## Task set
- A) In the review of Rich Kids, what price is given for the Explorer Passes?
- B) Rewrite the entries from their start through the line with "x=586, y=448", swapping "fishing boat" for "trawler" and leaving everything else unchanged.

## Passage given
--- start ---

Rich Kids… acts as a kind of archeological exploration of the lives of the couple, stretching backwards through time from the moment of the fatal car crash in the same way that an Instagram feed does. You’re literally stretching backwards through time, as the story is narrated by writer Alipoor and actress Peyvand Sadeghian, as they guide you down and back through the Instagram feed created for the show.

In a way, this is hypertext performance art, which takes the spirit of an Adam Curtis documentary or James Burke’s Connections and anchors it firmly in an all-too-human tale of excess and youthful rebellion, nestled inside a culture whose income inequality is easy to see if only because we have become largely blinded to that within our own.

As we move backwards through time in the lives of Parivash and Mohammad, their personalities—as imagined by Alipoor—gain depth and marks of personal tragedy. The couple isn’t supposed to be together: he’s engaged to someone else; her family doesn’t approve of the relationship. Both of them are wrapped up firmly in a scene that embraces the decadence of Western consumer culture, right down to the selfies filled with expensive watches and illicit booze.

Yet these elements are not left alone to be mere set decoration. They are portals into the currents of the world as a whole, where a version of this story plays out on every continent. Here, form follows content, as Alipoor or Sadeghian instructs us to jump into an Instagram hashtag to witness how rich kids around the world present themselves (spoiler: it’s the same as in Tehran) or into the aesthetic of malls in the ‘90s.

While this all sounds like it is heady or academic, the delivery instead feels like an exciting late night Wikipedia dive, as each element opens a door to a larger world. The dopamine rush of mental connection is as potent a drug as the lines of cocaine which fuel the all night dance parties of our doomed lovers’ lives. It’s at once as familiar as a school film strip and as gloriously discomforting as a late night dorm room conversation with the smartest kid in your school. All of it is pulling back, back, towards something essential in human culture, before pulling the rug out from underneath received wisdom as a whole.

Rich Kids… is one of those rare works that leaves you with more questions than answers. This is to its credit and not its detriment. While the story of Parivash and Mohammad is crystal clear by the time we come to the end of the feeds, the world itself seems lit anew from fresh angles, with the intricacies of history (I didn’t even get into how climate change or the Aztecs factor in) animated by new energy and insights.

Rich Kids: A History of Shopping Malls in Tehran plays again on January 31 and February 2 as part of the Sundance Film Festival’s New Frontier programming (Explorer Passes are still available at $25), and was part of the Under The Radar festival at The Public in NYC.

--- end ---

## Supplied material
--- start ---

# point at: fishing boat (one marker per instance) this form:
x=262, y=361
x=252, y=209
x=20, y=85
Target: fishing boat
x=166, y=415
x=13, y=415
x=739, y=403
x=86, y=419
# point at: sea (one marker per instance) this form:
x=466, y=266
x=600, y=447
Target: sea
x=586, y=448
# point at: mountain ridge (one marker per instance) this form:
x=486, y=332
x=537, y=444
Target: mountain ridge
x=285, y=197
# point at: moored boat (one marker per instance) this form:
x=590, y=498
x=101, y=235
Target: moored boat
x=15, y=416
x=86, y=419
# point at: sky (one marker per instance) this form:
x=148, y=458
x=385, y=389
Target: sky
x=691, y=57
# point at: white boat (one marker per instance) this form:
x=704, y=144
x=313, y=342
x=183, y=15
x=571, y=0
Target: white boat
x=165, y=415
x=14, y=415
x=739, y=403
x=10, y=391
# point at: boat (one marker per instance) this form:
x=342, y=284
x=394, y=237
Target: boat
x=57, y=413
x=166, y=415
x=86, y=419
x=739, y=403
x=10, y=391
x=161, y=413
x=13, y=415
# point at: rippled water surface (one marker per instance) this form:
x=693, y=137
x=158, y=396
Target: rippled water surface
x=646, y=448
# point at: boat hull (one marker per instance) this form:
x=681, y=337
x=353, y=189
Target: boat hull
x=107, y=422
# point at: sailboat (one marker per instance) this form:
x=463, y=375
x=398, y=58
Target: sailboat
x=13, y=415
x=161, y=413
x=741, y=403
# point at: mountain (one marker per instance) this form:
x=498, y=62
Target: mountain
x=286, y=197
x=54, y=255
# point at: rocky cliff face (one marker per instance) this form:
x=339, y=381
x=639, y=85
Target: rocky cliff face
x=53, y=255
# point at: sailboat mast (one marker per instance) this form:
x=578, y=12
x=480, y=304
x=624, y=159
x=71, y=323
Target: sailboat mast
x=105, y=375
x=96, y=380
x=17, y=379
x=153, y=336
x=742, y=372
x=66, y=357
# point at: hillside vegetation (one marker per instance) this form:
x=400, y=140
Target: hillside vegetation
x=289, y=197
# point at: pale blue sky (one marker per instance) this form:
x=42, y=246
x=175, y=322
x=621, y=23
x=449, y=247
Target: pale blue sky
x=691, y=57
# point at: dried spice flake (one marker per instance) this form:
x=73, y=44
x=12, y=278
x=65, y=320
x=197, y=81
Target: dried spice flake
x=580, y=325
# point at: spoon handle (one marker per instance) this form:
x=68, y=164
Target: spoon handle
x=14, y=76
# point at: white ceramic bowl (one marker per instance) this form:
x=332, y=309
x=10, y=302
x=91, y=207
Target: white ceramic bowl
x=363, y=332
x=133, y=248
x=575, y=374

--- end ---

## Final answers
- A) $25

- B)
# point at: trawler (one marker per instance) this form:
x=262, y=361
x=252, y=209
x=20, y=85
Target: trawler
x=166, y=415
x=13, y=415
x=739, y=403
x=86, y=419
# point at: sea (one marker per instance) this form:
x=466, y=266
x=600, y=447
Target: sea
x=586, y=448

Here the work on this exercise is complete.